>> START Data extract

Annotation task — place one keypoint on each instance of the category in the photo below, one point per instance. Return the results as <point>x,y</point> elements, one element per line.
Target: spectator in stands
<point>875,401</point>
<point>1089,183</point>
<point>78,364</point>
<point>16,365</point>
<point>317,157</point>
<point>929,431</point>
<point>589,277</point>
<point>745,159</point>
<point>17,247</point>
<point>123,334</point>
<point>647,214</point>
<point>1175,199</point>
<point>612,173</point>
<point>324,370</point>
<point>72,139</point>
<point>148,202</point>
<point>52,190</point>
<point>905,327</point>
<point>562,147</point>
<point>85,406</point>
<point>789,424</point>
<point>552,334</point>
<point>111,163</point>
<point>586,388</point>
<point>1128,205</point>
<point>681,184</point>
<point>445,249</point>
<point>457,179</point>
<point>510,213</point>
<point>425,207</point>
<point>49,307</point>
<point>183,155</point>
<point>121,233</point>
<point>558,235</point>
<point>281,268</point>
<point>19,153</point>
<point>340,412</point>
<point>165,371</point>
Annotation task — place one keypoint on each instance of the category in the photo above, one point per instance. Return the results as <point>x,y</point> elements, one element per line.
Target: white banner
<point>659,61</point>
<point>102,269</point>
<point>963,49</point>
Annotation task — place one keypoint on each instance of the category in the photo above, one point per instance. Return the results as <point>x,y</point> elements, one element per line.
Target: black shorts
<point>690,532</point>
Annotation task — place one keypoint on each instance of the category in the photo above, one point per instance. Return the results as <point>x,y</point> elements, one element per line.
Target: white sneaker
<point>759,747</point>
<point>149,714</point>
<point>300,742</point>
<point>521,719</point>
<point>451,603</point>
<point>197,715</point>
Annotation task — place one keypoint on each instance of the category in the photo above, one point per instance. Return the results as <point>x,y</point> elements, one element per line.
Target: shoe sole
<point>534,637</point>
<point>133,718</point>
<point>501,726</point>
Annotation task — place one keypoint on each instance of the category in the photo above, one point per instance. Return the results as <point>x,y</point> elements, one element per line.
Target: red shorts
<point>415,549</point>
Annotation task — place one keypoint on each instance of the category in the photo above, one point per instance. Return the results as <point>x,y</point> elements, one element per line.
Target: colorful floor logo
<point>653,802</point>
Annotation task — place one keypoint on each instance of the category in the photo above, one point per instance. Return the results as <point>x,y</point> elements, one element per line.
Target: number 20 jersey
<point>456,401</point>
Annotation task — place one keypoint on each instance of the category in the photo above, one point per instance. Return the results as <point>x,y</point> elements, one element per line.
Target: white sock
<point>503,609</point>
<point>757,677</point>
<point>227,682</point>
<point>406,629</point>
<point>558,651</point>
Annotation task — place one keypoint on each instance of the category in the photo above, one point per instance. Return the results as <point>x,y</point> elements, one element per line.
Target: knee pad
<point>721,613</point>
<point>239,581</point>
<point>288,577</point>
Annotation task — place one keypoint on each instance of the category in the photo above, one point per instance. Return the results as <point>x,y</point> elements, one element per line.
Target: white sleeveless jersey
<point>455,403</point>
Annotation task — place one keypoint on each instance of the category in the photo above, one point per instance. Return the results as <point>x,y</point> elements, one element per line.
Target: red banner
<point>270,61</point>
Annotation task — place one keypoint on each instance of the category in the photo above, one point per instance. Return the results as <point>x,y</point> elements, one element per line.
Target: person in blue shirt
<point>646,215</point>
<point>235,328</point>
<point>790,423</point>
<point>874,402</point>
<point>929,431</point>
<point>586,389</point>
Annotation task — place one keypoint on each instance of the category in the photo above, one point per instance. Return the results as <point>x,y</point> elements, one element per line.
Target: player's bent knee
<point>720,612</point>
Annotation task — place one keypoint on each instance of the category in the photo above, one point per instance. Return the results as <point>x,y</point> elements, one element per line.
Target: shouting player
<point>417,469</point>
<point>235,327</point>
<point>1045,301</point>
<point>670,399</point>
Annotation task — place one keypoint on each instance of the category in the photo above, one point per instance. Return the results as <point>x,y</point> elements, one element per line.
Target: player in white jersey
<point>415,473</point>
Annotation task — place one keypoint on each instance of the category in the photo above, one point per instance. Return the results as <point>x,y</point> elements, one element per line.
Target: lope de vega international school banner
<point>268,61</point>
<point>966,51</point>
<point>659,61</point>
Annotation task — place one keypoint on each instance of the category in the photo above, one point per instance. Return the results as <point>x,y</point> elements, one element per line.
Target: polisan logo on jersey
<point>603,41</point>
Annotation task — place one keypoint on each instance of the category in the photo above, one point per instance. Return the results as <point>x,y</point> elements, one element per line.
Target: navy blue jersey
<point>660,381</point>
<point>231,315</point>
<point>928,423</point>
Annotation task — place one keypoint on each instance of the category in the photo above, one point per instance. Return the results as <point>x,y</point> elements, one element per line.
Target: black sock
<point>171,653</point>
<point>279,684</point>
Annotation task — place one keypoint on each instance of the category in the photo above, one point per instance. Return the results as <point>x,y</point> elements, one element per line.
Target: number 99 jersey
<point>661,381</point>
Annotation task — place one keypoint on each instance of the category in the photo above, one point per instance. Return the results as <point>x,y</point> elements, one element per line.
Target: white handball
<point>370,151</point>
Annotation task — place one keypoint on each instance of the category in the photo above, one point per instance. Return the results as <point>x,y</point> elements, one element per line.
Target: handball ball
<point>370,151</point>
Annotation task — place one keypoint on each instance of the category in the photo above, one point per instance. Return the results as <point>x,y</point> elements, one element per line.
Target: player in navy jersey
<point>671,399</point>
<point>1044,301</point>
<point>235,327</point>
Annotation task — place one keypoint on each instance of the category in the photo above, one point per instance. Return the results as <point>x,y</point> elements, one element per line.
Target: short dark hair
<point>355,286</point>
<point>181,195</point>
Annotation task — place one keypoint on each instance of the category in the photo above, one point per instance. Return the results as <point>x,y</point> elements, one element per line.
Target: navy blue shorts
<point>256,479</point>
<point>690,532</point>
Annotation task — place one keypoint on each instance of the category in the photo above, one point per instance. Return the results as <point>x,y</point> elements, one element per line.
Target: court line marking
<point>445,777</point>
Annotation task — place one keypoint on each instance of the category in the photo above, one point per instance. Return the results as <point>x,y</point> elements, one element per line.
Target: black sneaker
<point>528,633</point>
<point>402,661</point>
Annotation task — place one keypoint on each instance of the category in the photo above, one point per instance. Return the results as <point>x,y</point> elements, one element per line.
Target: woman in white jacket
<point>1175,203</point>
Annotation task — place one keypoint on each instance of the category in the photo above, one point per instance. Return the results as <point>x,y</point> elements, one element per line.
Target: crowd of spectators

>> END Data extract

● Task goal: Rewrite all of the records above, changing each "keypoint" to "marker" and leaving everything else as it is.

● Complete response:
Annotation task — place one marker on each instance of the category in the photo below, one point per instance. Return the results as <point>x,y</point> elements, one element per line.
Target: spectator in stands
<point>875,401</point>
<point>1089,183</point>
<point>78,364</point>
<point>16,365</point>
<point>317,157</point>
<point>929,431</point>
<point>589,277</point>
<point>745,159</point>
<point>17,247</point>
<point>123,334</point>
<point>647,214</point>
<point>1175,199</point>
<point>612,173</point>
<point>324,370</point>
<point>72,139</point>
<point>148,202</point>
<point>52,190</point>
<point>905,327</point>
<point>562,147</point>
<point>85,406</point>
<point>789,424</point>
<point>552,334</point>
<point>111,163</point>
<point>586,388</point>
<point>1128,205</point>
<point>681,184</point>
<point>445,249</point>
<point>457,179</point>
<point>510,213</point>
<point>425,207</point>
<point>49,307</point>
<point>183,155</point>
<point>121,233</point>
<point>558,235</point>
<point>281,268</point>
<point>19,153</point>
<point>340,412</point>
<point>165,371</point>
Annotation task — place one marker on each instance of the category in the photo above, one point per instance. Return the results as <point>x,y</point> elements, one element per line.
Target: white banner
<point>659,61</point>
<point>102,269</point>
<point>963,49</point>
Annotation task — place one marker on each instance of the category in the photo above, one point per instance. Return the results as <point>x,y</point> elements, one element per line.
Target: black shorts
<point>690,532</point>
Annotation task — place one marker on each instance of the category in the photo above, one point per instance. Return the results as <point>x,y</point> elements, one element per line.
Target: white sneaker
<point>759,747</point>
<point>149,714</point>
<point>300,742</point>
<point>521,719</point>
<point>451,603</point>
<point>197,715</point>
Annotation task — place one marker on each instance of the category in the photo above, one point per instance. Return the results as <point>x,y</point> elements, one element per line.
Target: shoe sole
<point>534,637</point>
<point>133,718</point>
<point>501,726</point>
Annotation task — place one marker on each instance of the category in the photo above, one point per instance. Return the results as <point>x,y</point> elements, one element per line.
Target: red shorts
<point>415,549</point>
Annotation task — place one marker on each instance of the category in the photo above, one point per instance. Return the results as <point>x,y</point> elements, one element per line.
Target: colorful floor logo
<point>653,802</point>
Annotation task — place one marker on each instance of the category in the photo above, one point per instance. Return the results as <point>x,y</point> elements, one element per line.
Target: number 20 jersey
<point>456,401</point>
Annotation task — place one marker on each instance of the category in the photo above, one point per instance. Return the results as <point>x,y</point> elements, one element per line.
Target: white sock
<point>503,609</point>
<point>757,677</point>
<point>227,682</point>
<point>406,629</point>
<point>558,651</point>
Annotation task — place one marker on each instance of the category in the photo above, one point per instance. Return the results as <point>x,y</point> elements, one element per line.
Target: knee pad
<point>721,613</point>
<point>239,581</point>
<point>288,577</point>
Annotation task — place one marker on each instance of the category in the photo above, one point per instance. Return the results as <point>x,y</point> elements, one element per line.
Target: white sleeveless jersey
<point>455,403</point>
Annotation task — place one marker on each instance of the category in the photo above, one point per instance. Return the results as <point>x,y</point> elements, one element per line.
Target: red banner
<point>270,61</point>
Annotation task — place one marker on each instance of the category in the photo above, one point per instance. Return the results as <point>x,y</point> elements, one element per line.
Target: person in blue shirt
<point>646,215</point>
<point>235,328</point>
<point>790,423</point>
<point>874,402</point>
<point>929,431</point>
<point>586,389</point>
Annotation task — place one marker on each instance of the category in the photo above, one point per instance. Return the results as <point>x,y</point> elements, one element per line.
Target: player's bent knee
<point>720,612</point>
Annotation task — place one marker on each instance of the category in the photo above, one point per instance. Return the results as <point>x,y</point> elements, one element per line.
Target: shouting player
<point>417,469</point>
<point>235,327</point>
<point>1045,301</point>
<point>670,399</point>
Annotation task — place one marker on each instance of the category in the photo above, one point per instance. Return the results as <point>x,y</point> elements, one element per line.
Target: player in white jersey
<point>415,473</point>
Annotation task — place one marker on each instance of the category in the photo above, one point per instance. Return the results as <point>x,y</point> elements, one element per line.
Target: lope de vega international school banner
<point>268,61</point>
<point>966,51</point>
<point>659,61</point>
Annotation task — place one marker on each instance of the category in the photo above, one point per instance. Return the results as <point>x,y</point> elements, one element per line.
Target: polisan logo on jersey
<point>603,41</point>
Annotation task — place one marker on each instance of the category in the photo above, one point per instance. Return the results as <point>x,y</point> elements, one element per line.
Target: navy blue jersey
<point>660,381</point>
<point>231,315</point>
<point>928,423</point>
Annotation task — place one marker on each instance of the category in the photo above, one point per instance. Return the results as <point>x,y</point> elements, one element per line.
Target: black sock
<point>171,653</point>
<point>279,684</point>
Annotation task — place one marker on each instance of the category in the photo above, one point per instance. Return the results as <point>x,y</point> elements, one element per line.
Target: number 99 jersey
<point>661,381</point>
Annotation task — place one marker on each instance of the category in the photo above, one point per instance. Return the results as <point>x,y</point> elements, one element per line.
Target: white handball
<point>370,151</point>
Annotation task — place one marker on each instance of the category in the photo above, one point per instance. Return the results as <point>x,y</point> elements, one element per line.
Target: handball ball
<point>370,151</point>
Annotation task — place one marker on each instance of the category in the photo above, one point per instance. Return the results as <point>x,y</point> elements, one element per line.
Target: player in navy jersey
<point>671,399</point>
<point>1044,301</point>
<point>235,327</point>
Annotation task — place one marker on each instance of the category in the photo above, one point per instance. Return the results as <point>x,y</point> elements, one element per line.
Target: short dark hair
<point>355,286</point>
<point>181,195</point>
Annotation task — place one marker on each instance of the category in the photo above, one point per instance. Return the results as <point>x,y</point> elements, one element per line.
Target: navy blue shorts
<point>256,479</point>
<point>690,532</point>
Annotation task — place one marker on each instance of the category in the photo above, one point per instance. Return the results as <point>x,y</point> elements, one element per line.
Target: court line marking
<point>445,777</point>
Annotation task — place one marker on each instance of the category in the photo above, one point per instance. Return the results as <point>x,y</point> elements, one element per line.
Target: black sneaker
<point>528,633</point>
<point>402,661</point>
Annotation task — place one marker on each instance of the category in the photo above, one point per instance. Return the results as <point>x,y</point> elements, one element per line.
Target: woman in white jacket
<point>1175,203</point>
Annotation task — place one marker on each instance of the category in the photo above, one point per instance. Return the results as <point>x,y</point> elements, one element per line.
Target: crowd of spectators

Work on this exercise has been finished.